# BLOODLINE



## mocha2010 (Jan 17, 2010)

I JUST WANTED TO KNOW DO ANYONE KNOW WHAT BLOODLINE MY DOG IS. I WA TOLD HIS MOTHER IS BUCK AND ELLI. HIS FATHER IS REDBOY JEEP AND PELICAN. PLEASE I JUST WANT TO KNOW BECAUSE EVERYONE WHO SEES HIM SAYS HE'S A GOOD BREED


----------



## Aidan (Nov 3, 2009)

The only way to know what bloodline your dog is if he has papers from a registry such as ABDA, UKC, or AKC.


----------



## Nizmo (Jan 15, 2009)

^^^^^^^ 100% correct.
but that doesnt mean he cant be your best friend.
you cant look at a dog and know the bloodline, and its bloodline not breed btw.


----------



## bahamutt99 (May 14, 2008)
____________________
YOUR TASK
In the forum thread above about a dog's bloodline, what does one reply say is the only way to know a dog's bloodline?
____________________
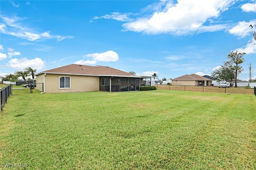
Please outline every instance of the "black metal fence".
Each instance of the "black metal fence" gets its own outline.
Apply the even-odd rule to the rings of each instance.
[[[12,94],[12,85],[10,84],[0,90],[1,94],[1,111],[3,111],[3,108],[4,107],[5,104],[7,103],[7,99]]]

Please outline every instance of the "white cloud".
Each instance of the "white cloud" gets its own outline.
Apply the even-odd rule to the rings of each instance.
[[[4,50],[4,47],[2,45],[0,45],[0,50]]]
[[[204,76],[206,74],[202,72],[197,72],[195,73],[196,74],[200,76]]]
[[[85,56],[87,57],[92,57],[97,61],[116,61],[119,59],[118,54],[112,51],[109,51],[102,53],[88,54]]]
[[[7,53],[7,55],[8,55],[8,57],[9,58],[11,58],[14,56],[15,56],[16,55],[21,55],[20,52],[18,51],[15,51],[15,50],[12,48],[8,48],[8,52]]]
[[[168,56],[166,57],[166,59],[169,60],[181,60],[184,57],[181,56],[176,56],[174,55]]]
[[[254,4],[248,3],[242,6],[241,9],[245,12],[256,12],[256,2]]]
[[[215,71],[216,70],[219,69],[221,68],[221,66],[216,66],[214,68],[212,68],[212,70],[213,71]]]
[[[86,60],[84,61],[83,60],[79,60],[79,61],[76,61],[73,64],[95,64],[97,63],[97,61],[95,60],[90,61]]]
[[[8,52],[7,53],[7,54],[8,55],[8,57],[10,58],[12,57],[12,56],[21,55],[20,53],[18,51],[14,51],[14,52],[11,52],[11,53]]]
[[[35,59],[30,60],[26,58],[24,58],[21,59],[12,59],[4,66],[21,69],[30,67],[39,70],[45,67],[45,65],[44,62],[40,58],[36,58]]]
[[[18,38],[27,39],[29,41],[34,41],[46,39],[55,39],[58,41],[60,41],[66,38],[72,39],[74,37],[72,36],[62,36],[51,35],[50,34],[50,31],[42,33],[38,33],[35,30],[23,26],[22,24],[18,22],[26,20],[26,18],[21,18],[15,16],[11,18],[1,16],[1,21],[3,22],[0,24],[0,31],[2,33],[13,35]]]
[[[92,22],[93,20],[98,20],[101,18],[116,20],[119,21],[128,21],[132,19],[130,18],[132,13],[122,14],[119,12],[112,12],[111,15],[106,14],[100,17],[96,16],[91,20],[90,22]]]
[[[248,43],[246,44],[246,47],[244,48],[239,48],[236,49],[234,51],[237,51],[239,53],[245,53],[246,54],[252,54],[255,53],[255,41],[254,38],[252,38],[248,41]]]
[[[235,0],[178,0],[167,1],[166,8],[155,12],[150,18],[140,18],[123,24],[127,31],[146,34],[170,33],[182,35],[197,31],[219,30],[226,25],[204,26],[210,19],[217,18]]]
[[[142,72],[143,76],[152,76],[154,73],[156,73],[157,74],[158,74],[158,71],[145,71],[145,72]]]
[[[13,6],[14,7],[19,8],[20,7],[20,4],[16,4],[15,3],[14,3],[14,2],[13,2],[12,1],[11,1],[11,3],[12,4],[12,6]]]
[[[231,34],[243,38],[252,32],[249,25],[250,25],[250,23],[254,22],[256,22],[256,20],[251,20],[248,22],[244,21],[239,21],[236,26],[228,31]]]
[[[0,53],[0,60],[4,60],[7,57],[6,54]]]
[[[6,25],[3,23],[0,23],[0,32],[4,33],[7,28]]]

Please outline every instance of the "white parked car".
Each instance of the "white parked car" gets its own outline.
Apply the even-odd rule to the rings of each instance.
[[[224,88],[229,88],[230,87],[230,84],[228,82],[222,82],[219,84],[219,88],[223,87]]]

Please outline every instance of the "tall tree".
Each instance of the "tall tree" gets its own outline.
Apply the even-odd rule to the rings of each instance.
[[[16,71],[15,72],[14,72],[14,74],[16,74],[18,77],[22,77],[23,80],[26,82],[26,78],[28,76],[28,72],[26,71],[22,71],[18,70]]]
[[[166,78],[165,77],[164,77],[162,79],[162,81],[166,81]]]
[[[231,51],[228,55],[227,58],[229,61],[225,63],[225,64],[235,71],[235,87],[237,87],[237,76],[244,70],[239,64],[244,61],[243,57],[245,54],[245,53],[238,53],[237,51]]]
[[[154,82],[155,82],[155,78],[156,78],[158,77],[158,75],[157,75],[155,72],[152,74],[152,76],[153,77],[153,78],[154,78]]]
[[[225,81],[231,83],[235,79],[235,73],[229,66],[224,64],[212,72],[212,76],[218,82]]]
[[[5,81],[14,81],[17,79],[17,76],[14,74],[10,74],[9,75],[6,75],[5,78]]]
[[[35,73],[36,72],[36,69],[33,69],[31,67],[28,67],[25,68],[24,70],[28,72],[28,76],[32,76],[32,79],[34,80],[35,78]]]

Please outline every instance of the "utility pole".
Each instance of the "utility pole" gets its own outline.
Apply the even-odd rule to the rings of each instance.
[[[252,73],[251,72],[251,70],[252,67],[251,67],[251,63],[250,63],[250,67],[249,67],[249,82],[252,82]]]

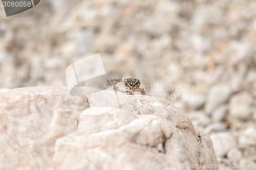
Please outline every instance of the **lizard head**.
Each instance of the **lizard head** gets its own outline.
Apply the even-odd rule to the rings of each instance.
[[[140,88],[140,82],[135,78],[127,78],[122,81],[122,86],[127,91],[133,91]]]

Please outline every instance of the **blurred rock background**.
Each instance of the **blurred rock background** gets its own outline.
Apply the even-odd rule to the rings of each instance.
[[[100,53],[107,72],[139,79],[210,134],[220,162],[255,163],[255,0],[44,0],[6,17],[2,8],[0,88],[66,85],[69,65]]]

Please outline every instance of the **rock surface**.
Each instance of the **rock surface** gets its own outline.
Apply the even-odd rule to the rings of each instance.
[[[147,169],[166,163],[217,164],[209,137],[170,102],[125,95],[119,108],[107,112],[109,108],[89,108],[94,102],[105,102],[99,99],[116,95],[103,92],[94,93],[90,102],[70,95],[65,86],[1,93],[0,169]]]
[[[106,71],[139,79],[146,94],[163,94],[186,114],[203,111],[211,121],[199,126],[231,133],[239,163],[256,163],[243,137],[256,125],[255,9],[255,0],[44,0],[6,17],[0,6],[0,88],[66,85],[69,65],[99,52]],[[220,84],[231,92],[225,102],[209,95]],[[230,105],[241,92],[252,99],[249,107],[242,102],[244,113],[239,100]]]

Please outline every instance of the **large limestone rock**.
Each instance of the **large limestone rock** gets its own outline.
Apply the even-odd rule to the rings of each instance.
[[[59,86],[0,94],[0,169],[219,169],[209,136],[170,103],[123,95],[109,109],[115,95],[89,100]]]

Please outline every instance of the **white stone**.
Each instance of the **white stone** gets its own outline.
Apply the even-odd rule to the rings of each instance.
[[[210,114],[214,109],[226,102],[231,94],[228,85],[220,84],[214,86],[209,92],[204,110]]]
[[[252,96],[247,92],[232,96],[229,103],[229,112],[233,116],[243,120],[250,118],[251,114]]]
[[[224,157],[228,150],[236,147],[236,140],[226,132],[212,133],[210,135],[217,156]]]
[[[78,88],[77,94],[79,89],[87,89]],[[116,94],[102,92],[89,103],[86,97],[70,95],[67,87],[1,93],[0,169],[147,169],[166,162],[218,164],[209,136],[170,102],[123,95],[126,100],[119,108],[89,108],[89,103],[112,106],[103,99]]]
[[[237,148],[230,149],[228,151],[227,155],[227,158],[233,163],[238,162],[243,156],[242,152]]]
[[[214,122],[221,122],[225,120],[228,111],[228,106],[223,105],[216,108],[212,113],[211,116]]]
[[[239,144],[241,148],[256,147],[256,127],[250,127],[240,133]]]

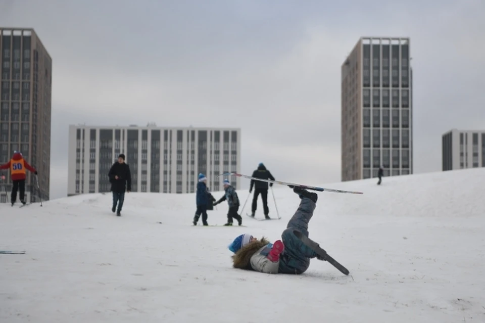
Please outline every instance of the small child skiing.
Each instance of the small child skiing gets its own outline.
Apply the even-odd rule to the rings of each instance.
[[[227,212],[227,223],[224,225],[229,226],[232,225],[232,219],[234,218],[237,220],[237,224],[241,225],[243,224],[243,218],[237,214],[237,211],[239,210],[239,198],[237,197],[237,193],[236,190],[231,186],[228,179],[224,180],[224,190],[225,191],[225,195],[221,197],[219,201],[214,203],[214,205],[217,205],[220,203],[227,201],[227,204],[229,205],[229,211]]]
[[[193,216],[192,223],[194,225],[197,225],[199,218],[202,215],[202,224],[208,225],[207,223],[207,204],[209,204],[209,196],[207,193],[207,178],[201,173],[199,174],[199,182],[197,183],[197,192],[196,193],[196,204],[197,210],[196,215]]]
[[[310,266],[310,260],[316,258],[325,260],[317,252],[304,243],[294,233],[308,237],[308,222],[313,215],[318,196],[301,188],[293,188],[301,201],[298,209],[281,234],[282,240],[273,244],[264,237],[258,240],[248,234],[236,238],[228,248],[232,255],[233,266],[266,273],[299,274]]]

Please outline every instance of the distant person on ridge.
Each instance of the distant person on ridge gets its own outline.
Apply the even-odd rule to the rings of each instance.
[[[377,177],[379,177],[379,181],[377,182],[377,185],[380,185],[383,176],[384,176],[384,169],[382,169],[382,166],[380,166],[379,167],[379,172],[377,173]]]
[[[277,240],[271,244],[264,237],[258,240],[248,234],[239,236],[229,246],[229,249],[234,253],[232,256],[234,268],[266,273],[299,274],[308,268],[311,259],[324,261],[294,232],[299,231],[308,238],[308,222],[313,215],[318,197],[316,193],[301,188],[289,187],[294,189],[301,200],[287,228],[281,234],[282,241]]]
[[[221,197],[219,201],[214,203],[214,205],[217,205],[224,201],[227,201],[227,204],[229,205],[229,211],[227,211],[227,223],[224,225],[226,226],[232,225],[233,218],[237,220],[237,224],[241,225],[243,224],[243,218],[237,214],[239,206],[239,198],[237,197],[236,190],[231,186],[228,179],[224,180],[224,190],[226,192],[225,195]]]
[[[116,215],[121,216],[121,209],[125,201],[125,192],[131,191],[131,173],[130,166],[125,162],[125,155],[120,154],[118,156],[118,161],[115,162],[108,176],[111,183],[111,191],[113,192],[113,207],[111,211],[116,212]],[[118,210],[116,209],[117,205]]]
[[[10,175],[12,176],[12,206],[13,206],[17,200],[17,191],[20,191],[19,198],[22,204],[25,205],[25,178],[27,169],[37,175],[35,168],[30,166],[27,161],[24,159],[22,154],[20,152],[15,151],[12,156],[12,159],[6,164],[0,166],[0,169],[10,169]]]
[[[271,175],[269,170],[266,169],[263,163],[260,163],[258,169],[253,172],[253,177],[261,179],[271,179],[274,180],[274,177]],[[254,179],[251,179],[249,186],[249,193],[253,192],[253,187],[254,186],[254,196],[253,197],[253,205],[251,206],[251,216],[254,217],[256,212],[256,207],[258,205],[258,196],[261,195],[261,199],[263,200],[263,210],[264,211],[264,217],[266,219],[270,219],[268,216],[269,210],[268,208],[268,183],[265,181],[257,180],[255,183]],[[273,183],[269,183],[269,186],[273,186]]]
[[[201,173],[199,174],[199,182],[197,183],[197,191],[196,193],[196,204],[197,209],[196,210],[196,215],[193,216],[192,223],[194,225],[197,225],[199,218],[202,215],[202,224],[208,225],[207,223],[207,206],[209,204],[209,190],[207,189],[207,178],[206,175]],[[212,195],[211,195],[212,196]],[[215,200],[215,199],[214,199]]]

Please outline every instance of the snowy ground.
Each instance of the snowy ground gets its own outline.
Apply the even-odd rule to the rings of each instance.
[[[285,187],[274,188],[282,219],[244,216],[246,227],[193,226],[193,195],[130,194],[121,217],[109,194],[2,205],[0,249],[27,253],[0,255],[0,322],[482,322],[484,175],[326,185],[364,193],[319,193],[310,222],[349,276],[317,260],[298,276],[231,268],[237,235],[280,238],[299,200]],[[217,208],[210,224],[225,222]]]

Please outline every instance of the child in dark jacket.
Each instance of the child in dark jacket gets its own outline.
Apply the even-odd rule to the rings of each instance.
[[[193,217],[192,223],[194,225],[197,225],[199,218],[202,215],[202,224],[204,225],[208,225],[207,223],[207,204],[209,204],[209,195],[207,194],[207,178],[205,175],[201,173],[199,174],[199,182],[197,183],[197,192],[196,194],[196,203],[197,205],[197,210],[196,215]]]
[[[229,246],[229,249],[234,253],[234,268],[266,273],[300,274],[308,268],[311,259],[325,260],[295,234],[298,231],[308,237],[308,222],[313,215],[318,197],[303,189],[290,187],[301,201],[287,228],[282,232],[281,239],[272,244],[264,237],[258,240],[249,234],[238,236]]]
[[[227,223],[224,225],[232,225],[233,218],[237,220],[237,224],[240,225],[243,224],[243,218],[237,214],[239,205],[239,198],[237,197],[236,190],[231,186],[230,183],[227,179],[224,180],[224,190],[226,192],[225,195],[219,201],[214,203],[214,205],[217,205],[221,202],[227,200],[227,204],[229,205],[229,211],[227,212]]]

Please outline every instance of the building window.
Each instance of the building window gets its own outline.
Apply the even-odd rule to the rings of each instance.
[[[364,109],[362,112],[363,124],[364,127],[370,126],[370,109]]]
[[[393,168],[399,168],[399,151],[397,149],[393,150]]]
[[[372,109],[372,125],[374,127],[380,126],[380,112],[378,109]]]
[[[364,149],[362,151],[364,167],[370,167],[370,150]]]
[[[392,111],[393,115],[393,127],[399,127],[399,110],[393,110]]]
[[[362,96],[363,97],[363,104],[364,108],[370,107],[370,90],[364,89],[362,90]]]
____________________
RESULT
The dog must have papers from a registry such as ABDA, UKC, or AKC.